- Task details: Transcribe each entry below exactly. Pictures do not go in the copy.

______

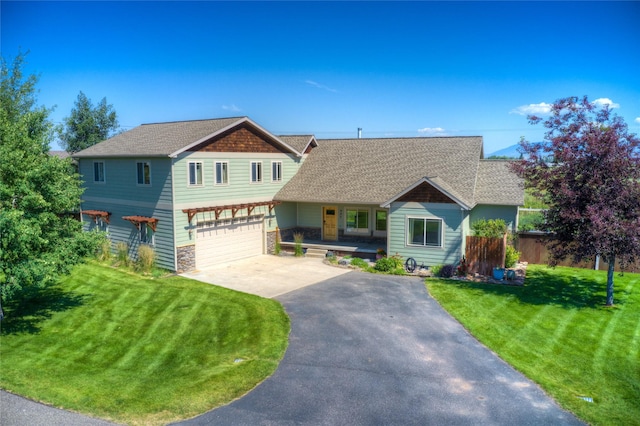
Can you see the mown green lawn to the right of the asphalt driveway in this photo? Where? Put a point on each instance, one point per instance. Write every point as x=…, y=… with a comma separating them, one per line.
x=556, y=331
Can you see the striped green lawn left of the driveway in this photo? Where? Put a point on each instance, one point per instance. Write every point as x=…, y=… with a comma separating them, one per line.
x=139, y=350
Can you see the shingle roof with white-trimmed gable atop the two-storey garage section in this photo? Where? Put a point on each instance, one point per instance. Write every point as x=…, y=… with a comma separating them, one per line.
x=172, y=138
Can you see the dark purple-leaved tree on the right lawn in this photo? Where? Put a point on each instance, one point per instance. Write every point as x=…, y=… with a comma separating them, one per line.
x=588, y=172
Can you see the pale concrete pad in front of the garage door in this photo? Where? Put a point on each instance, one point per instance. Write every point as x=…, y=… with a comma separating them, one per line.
x=266, y=275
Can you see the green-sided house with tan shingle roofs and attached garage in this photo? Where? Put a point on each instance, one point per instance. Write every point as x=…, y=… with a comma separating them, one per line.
x=208, y=191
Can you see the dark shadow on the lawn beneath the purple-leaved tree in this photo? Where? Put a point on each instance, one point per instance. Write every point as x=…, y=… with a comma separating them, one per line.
x=545, y=287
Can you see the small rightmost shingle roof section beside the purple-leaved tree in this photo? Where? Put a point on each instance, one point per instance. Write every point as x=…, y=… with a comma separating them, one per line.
x=497, y=184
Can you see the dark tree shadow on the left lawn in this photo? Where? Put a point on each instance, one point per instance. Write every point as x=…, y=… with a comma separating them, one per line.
x=25, y=314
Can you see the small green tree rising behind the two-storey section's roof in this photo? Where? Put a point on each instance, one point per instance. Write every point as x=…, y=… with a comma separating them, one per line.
x=87, y=125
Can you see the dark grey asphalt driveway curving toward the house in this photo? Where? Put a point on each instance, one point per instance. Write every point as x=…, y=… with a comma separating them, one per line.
x=370, y=349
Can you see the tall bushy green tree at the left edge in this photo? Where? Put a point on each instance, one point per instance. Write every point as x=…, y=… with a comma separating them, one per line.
x=39, y=240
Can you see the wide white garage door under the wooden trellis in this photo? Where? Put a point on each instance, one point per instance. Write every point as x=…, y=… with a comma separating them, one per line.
x=226, y=240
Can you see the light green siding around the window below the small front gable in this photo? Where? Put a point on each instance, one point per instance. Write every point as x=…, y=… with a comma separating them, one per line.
x=453, y=221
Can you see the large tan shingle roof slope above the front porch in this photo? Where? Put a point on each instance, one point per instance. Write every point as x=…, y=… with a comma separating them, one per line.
x=372, y=171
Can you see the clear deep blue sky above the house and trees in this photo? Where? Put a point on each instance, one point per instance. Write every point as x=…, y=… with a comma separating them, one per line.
x=394, y=69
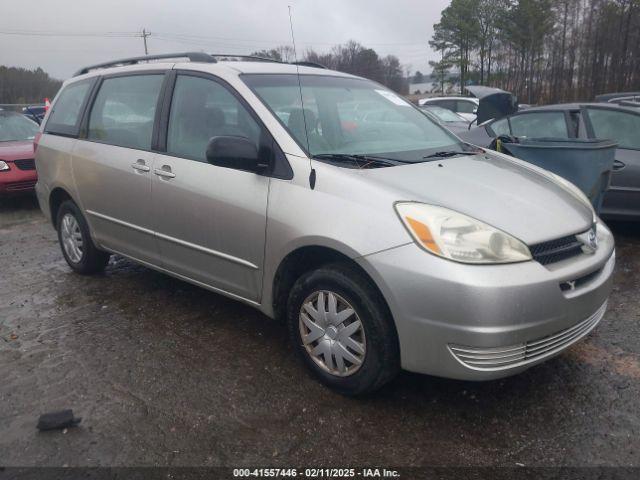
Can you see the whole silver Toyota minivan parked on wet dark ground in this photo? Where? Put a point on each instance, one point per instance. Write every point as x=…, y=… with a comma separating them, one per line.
x=328, y=201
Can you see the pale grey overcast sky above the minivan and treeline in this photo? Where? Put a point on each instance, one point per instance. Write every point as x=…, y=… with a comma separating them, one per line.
x=399, y=27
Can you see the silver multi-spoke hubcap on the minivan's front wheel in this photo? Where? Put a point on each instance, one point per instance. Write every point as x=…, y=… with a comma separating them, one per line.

______

- Answer box:
Can you see the mown green lawn to the right of the asphalt driveway in this photo? Where? Put a point on each instance, one point per instance. Write every point as x=…, y=… with a comma separating them, one per line.
x=556, y=331
Can you see the striped green lawn left of the driveway in this photo? Where? Put a point on each instance, one point per instance. Write every point as x=…, y=… with a comma separating them, one per line.
x=139, y=350
Can you see the shingle roof with white-trimmed gable atop the two-storey garage section in this photo? Where? Put a point on each instance, one point per instance. Write every point as x=…, y=… with a comma separating them, one per line.
x=172, y=138
Can you see the dark purple-leaved tree on the right lawn in this photo? Where? Put a point on each instance, one point per instance. Write every point as x=…, y=… with a comma separating them, one per line.
x=588, y=172
Can you see the pale concrete pad in front of the garage door in this photo? Where? Put a point on each instance, one point per instance. Write every point as x=…, y=… with a comma separating them, one per line.
x=266, y=275
Can you see the green-sided house with tan shingle roofs and attached garage in this photo? Where? Put a point on each instance, one point per instance. Write every point as x=…, y=… with a comma separating them, one per line.
x=208, y=191
Can you see the dark shadow on the lawn beneath the purple-leaved tree in this photo? Where? Put a point on each instance, one point per instance. Write every point as x=…, y=… with a comma separating them, one per line.
x=545, y=287
Can you see the small rightmost shingle roof section beside the purple-leaved tree in this photo? Where? Put a point on each instance, one point per instance. Write every point as x=…, y=… with a comma separating them, one per line.
x=497, y=184
Can you see the dark tree shadow on the left lawn in this photo? Where? Put a point on each instance, one point per instance. Write every point as x=…, y=… with a comma separating them, one per line.
x=25, y=314
Can you see the small green tree rising behind the two-storey section's roof in this photo? Where? Put a point on each instance, one point per instance. Write every point as x=…, y=… with a comma separating them, one per line.
x=87, y=125
Can you see the dark grey asphalt driveway curving toward the house in this photo? Where? Put a point on each instance, one point per instance. Write every point as x=…, y=… with a comma separating them, one per line.
x=370, y=349
Can you see the tall bushy green tree at the left edge in this photo? Where? Put a point on each instance, one point per instance. Write every point as x=…, y=… with a comma separating them, one per line.
x=39, y=240
Can you see the wide white garage door under the wooden trellis in this photo? Where? Put a point on each instance, one point per instance. Write every point as x=…, y=… with a comma separating them, one per line.
x=226, y=240
Can you see the light green siding around the window below the small front gable in this photo? Where? Put a point on each instance, one point per instance. Write every point as x=…, y=… with a comma separating them, one per line.
x=453, y=221
Can you see the large tan shingle roof slope above the front porch in this photo? Where? Put a point on each instance, one point per instance. Write every point as x=…, y=… with a comma separating them, one per line.
x=372, y=171
Can you see the clear deep blue sky above the house and trees in this photo? Where? Put a point on each instance, one point per instance. Write every point as x=…, y=… with a comma separating them, one per line.
x=394, y=69
Can you see the whole silver Toyota minivan parked on wet dark ground in this photo? Where? Put a point on each instance, one point per instance. Write every point as x=…, y=… with a comma separating them, one per line.
x=328, y=201
Can you see the pale grey overcast sky above the minivan and treeline in this photo? Where? Put a point on each instance, one point per instance. Write every point as x=…, y=… with a comma separating them, one per line.
x=399, y=27
Can you see the silver multi-spoke hubcap on the minivan's front wheel in this photo? Where? Put a point on each instance, one point per instance. Write every point as x=…, y=… with a comma separating them, one per line.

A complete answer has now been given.